Exercise prompt - Please copy out the records below line for line, leaving out the pictures.

Dataset excerpts -
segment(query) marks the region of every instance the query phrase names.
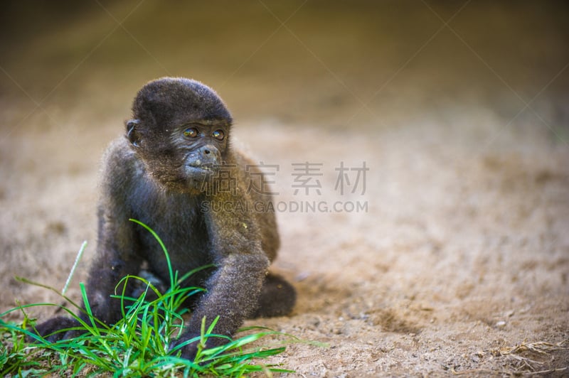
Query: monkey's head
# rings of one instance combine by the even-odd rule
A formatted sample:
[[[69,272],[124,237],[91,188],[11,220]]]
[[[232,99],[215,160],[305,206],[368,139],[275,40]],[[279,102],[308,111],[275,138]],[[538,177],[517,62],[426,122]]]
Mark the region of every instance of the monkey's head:
[[[203,190],[226,161],[231,115],[213,90],[163,77],[144,85],[127,121],[127,138],[151,177],[169,190]]]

Reply -
segment(query) marks the region of every instance the query phrase names.
Query: monkey's head
# rings of one instance combine by the even-odd rule
A formatted sample:
[[[69,272],[124,237],[91,188],[11,220]]]
[[[232,99],[215,160],[305,206],[368,139],[275,40]],[[279,102],[308,111],[275,138]],[[538,177],[517,62],[426,122]]]
Mark the region of every instance of the monkey's head:
[[[203,190],[226,161],[231,115],[213,90],[163,77],[144,85],[127,121],[127,138],[151,177],[169,190]]]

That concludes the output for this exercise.